Take from the data every line in which the word "below" is found.

Records to use:
---
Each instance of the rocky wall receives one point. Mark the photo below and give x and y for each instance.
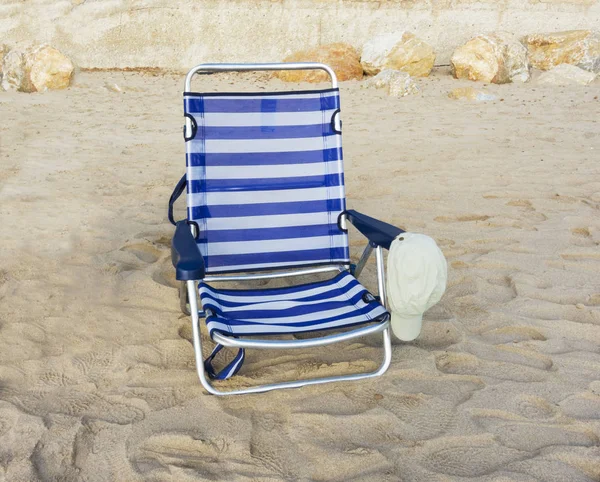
---
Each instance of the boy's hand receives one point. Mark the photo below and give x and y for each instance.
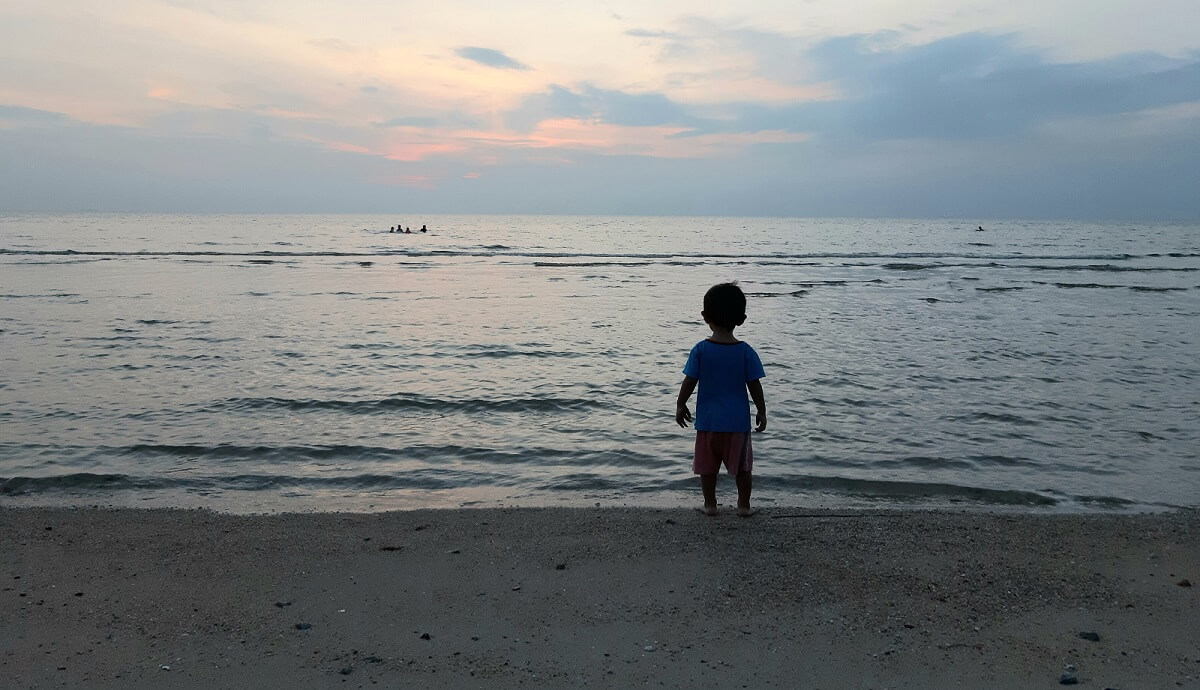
---
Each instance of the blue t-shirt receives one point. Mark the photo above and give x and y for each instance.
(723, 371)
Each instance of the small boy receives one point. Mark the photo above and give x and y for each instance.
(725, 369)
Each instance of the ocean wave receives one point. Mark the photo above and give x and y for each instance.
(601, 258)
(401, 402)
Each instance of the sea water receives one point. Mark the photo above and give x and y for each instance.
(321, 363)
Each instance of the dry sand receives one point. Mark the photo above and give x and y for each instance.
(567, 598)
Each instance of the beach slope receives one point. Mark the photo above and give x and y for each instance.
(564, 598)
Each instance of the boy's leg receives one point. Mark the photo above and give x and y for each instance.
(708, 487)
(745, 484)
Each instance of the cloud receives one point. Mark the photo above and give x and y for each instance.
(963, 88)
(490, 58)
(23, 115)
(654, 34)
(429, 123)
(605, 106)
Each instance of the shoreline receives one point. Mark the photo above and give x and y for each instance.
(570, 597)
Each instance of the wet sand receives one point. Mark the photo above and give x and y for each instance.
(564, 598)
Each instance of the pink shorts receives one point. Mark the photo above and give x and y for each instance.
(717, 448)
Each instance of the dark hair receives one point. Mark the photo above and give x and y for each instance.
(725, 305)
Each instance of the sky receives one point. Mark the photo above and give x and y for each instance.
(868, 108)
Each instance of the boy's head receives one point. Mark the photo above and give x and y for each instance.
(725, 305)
---
Exercise solution:
Each instance of the rocky wall receives one point. Mark the photo below and give x and y for each instance.
Each instance of the boy's hand receives one point. Mark the photo below and give x and y for each instance.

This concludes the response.